Below I analyze the mass distribution of a couple thousand of the nearest stars. I must first explain what is going on here. It has to do with finding a way to chart a series of data so that they approximate a straight line. This is called linearizing the geodesic.
One of my nerdy obsessions is gathering examples that illustrate the Theory of Breakage. The premise was proven mathematically by Kolmogoroff in 1941 (published in German) and offered to the English-reading public in The Lognormal Distribution by J. Aitchison and J.A.C. Brown in 1957. If you drop a brittle object onto a hard surface so it shatters, then weigh every piece, an analysis would show that the weights of the pieces are distributed lognormally. The analysis of clastic sediments follows lognormal reasoning.
Rather than foist a mathematical proof on you here, I'll support the idea conceptually. The lognormal distribution is based on the normal, or Gaussian, distribution, the famous "bell curve." The relation is thus: If you take the logarithm of a set of items which are distributed lognormally, the resulting distribution will be normal. These six numbers make up a very small normal sequence: 7, 8.4, 9.5, 10.5, 11.6, 13. The mean (and median) value for this distribution is 10. If you add the first and last numbers you get 20, twice the median; so if you add any pair of numbers equally distant from the "gap" between the 9.5 and the 10.5, you get twice the median.
If we take an exponential function of these numbers, we get a lognormal distribution. In this case, let us take 2 to the power of each of the numbers, and divide the resulting series by 100. Then these six numbers form a very small lognormal sequence: 1.29, 3.4, 7.2, 14.5, 30.7, 81.3. As these are lognormally distributed (for they were constructed so), the median is a logmedian, formed by multiplying the extrema and taking the square root: SQRT(1.29*81.3) = 10.2. Again, this works with any pair of numbers equidistant from the "gap" between the 7.2 and the 14.5.
Where a normal distribution is characterized by values clustered about a median value, a lognormal distribution has a cluster on the small side of the median, and a scattering of the largest values, in other words, a heavy tail. In many cases, the largest member of a lognormal sequence is larger than the sum of the rest of the terms.
A bunch of random items that are related by a similar additive process tend to be normally distributed. The Central Limit Theorem, upon which Kolmogoroff's proof is based, states that repeatedly taking the sum of several random numbers produces a normal distribution. Exponentiation turns addition into multiplication, so by the same reasoning, repeatedly taking the product (or the quotient) of several random numbers produces a lognormal distribution. Thus, in nature, additive (and subtractive) processes produce normally distributed values, while multiplicative or divisive processes (exemplified by breakage) produce lognormally distributed values.

Dataset rows:
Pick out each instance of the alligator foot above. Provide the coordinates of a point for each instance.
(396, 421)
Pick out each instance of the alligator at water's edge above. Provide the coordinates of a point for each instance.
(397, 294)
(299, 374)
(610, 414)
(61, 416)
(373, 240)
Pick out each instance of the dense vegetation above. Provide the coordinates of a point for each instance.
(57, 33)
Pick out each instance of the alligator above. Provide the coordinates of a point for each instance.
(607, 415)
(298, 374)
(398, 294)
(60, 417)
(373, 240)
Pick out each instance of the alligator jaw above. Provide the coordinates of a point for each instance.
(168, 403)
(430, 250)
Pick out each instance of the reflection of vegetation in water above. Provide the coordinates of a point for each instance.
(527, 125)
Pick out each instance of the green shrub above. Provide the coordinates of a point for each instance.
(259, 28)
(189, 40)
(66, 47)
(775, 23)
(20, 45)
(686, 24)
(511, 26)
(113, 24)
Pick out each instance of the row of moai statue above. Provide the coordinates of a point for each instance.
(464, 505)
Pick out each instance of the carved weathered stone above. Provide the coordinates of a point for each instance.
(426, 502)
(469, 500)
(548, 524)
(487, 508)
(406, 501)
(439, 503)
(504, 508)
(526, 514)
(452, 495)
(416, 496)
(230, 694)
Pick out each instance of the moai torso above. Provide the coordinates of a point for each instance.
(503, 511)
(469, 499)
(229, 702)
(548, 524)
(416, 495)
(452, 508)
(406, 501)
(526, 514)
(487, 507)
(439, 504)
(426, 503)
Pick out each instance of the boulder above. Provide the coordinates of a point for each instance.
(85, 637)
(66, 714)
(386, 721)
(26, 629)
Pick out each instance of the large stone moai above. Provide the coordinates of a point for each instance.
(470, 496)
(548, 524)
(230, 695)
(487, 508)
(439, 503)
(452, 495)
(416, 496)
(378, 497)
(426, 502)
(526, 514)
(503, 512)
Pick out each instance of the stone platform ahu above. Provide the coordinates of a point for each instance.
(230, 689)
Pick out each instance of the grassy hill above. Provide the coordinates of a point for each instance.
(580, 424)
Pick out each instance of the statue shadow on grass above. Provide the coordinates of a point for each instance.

Things to do ->
• A. List the six values of the small lognormal sequence given in the essay on lognormal distributions.
• B. Continue the essay on lognormal distributions from the point where it ends.

Answers for the tasks ->
• A. 1.29, 3.4, 7.2, 14.5, 30.7, 81.3

• B.
I got interested in this subject when I read (I don't recall where) of an alternative hypothesis of breakage, that the resulting pieces might constitute a "scale free" or "power law" distribution. A power law distribution somewhat resembles a lognormal distribution, in that there are many small members and few large ones. However, the quantity of small members is quite a bit greater. A power law sequence is most simply produced by dividing a series of numbers into a constant, but all practical sequences are produced by dividing some power of each member of the series into a constant.
A very small power law sequence, produced by dividing 30 by 6, 5, 4, 3, 2 & 1, is
5, 6, 7.5, 10, 15, 30. Using the generating law to determine the median, we find it is 30/3.5 = 8.57 (The procedure used for a lognormal sequence yields 8.66). The drawback to continuing this series is that it has no finite sum. A power law sequence from a distribution that will converge to a finite sum is found by dividing the 3/2 power of the first six numbers into 30: 2.04, 2.7, 3.8, 5.8, 10.6, 30. This has median 4.6.
While there are software routines that can distinguish whether a sequence is distributed according to a power law or lognormally (and a great many others), there is a simple visual test that I like to administer. The illustrations that follow have larger-sized versions "behind" them, available by clicking. I prepared these using Microsoft Excel, which unfortunately doesn't have a probability axis option for its charting tools, so I use a transformation to linearize a probability axis.
I illustrate the technique here; I generated six sample distributions of 25 members each. Three are power law sequences and three are lognormal sequences. The latter were scaled to have a largest member equal to 10, so we can see their shapes in this chart and the one that follows.
This chart presentation is log-log. On such a chart a power law sequence plots as a straight line. The three blue lines are power law sequences, and the three dark red lines are lognormal sequences with different breadths of distribution (different values of the logvariance). The strong curvature of the red lines indicates that they are far from linearized in this type of chart.
This chart takes a standard normal sequence as the vertical axis; the value "1" means one Standard Deviation from the mean (1σ or "one sigma"). 25 values have probabilities ranging from 0.04 to 0.96, which are from -1.75σ to +1.75σ. The horizontal axis plots the values of the members of the six distributions, and is shown in logarithmic transformation. As before, the blue lines are the power law sequences and the red lines are the lognormal sequences.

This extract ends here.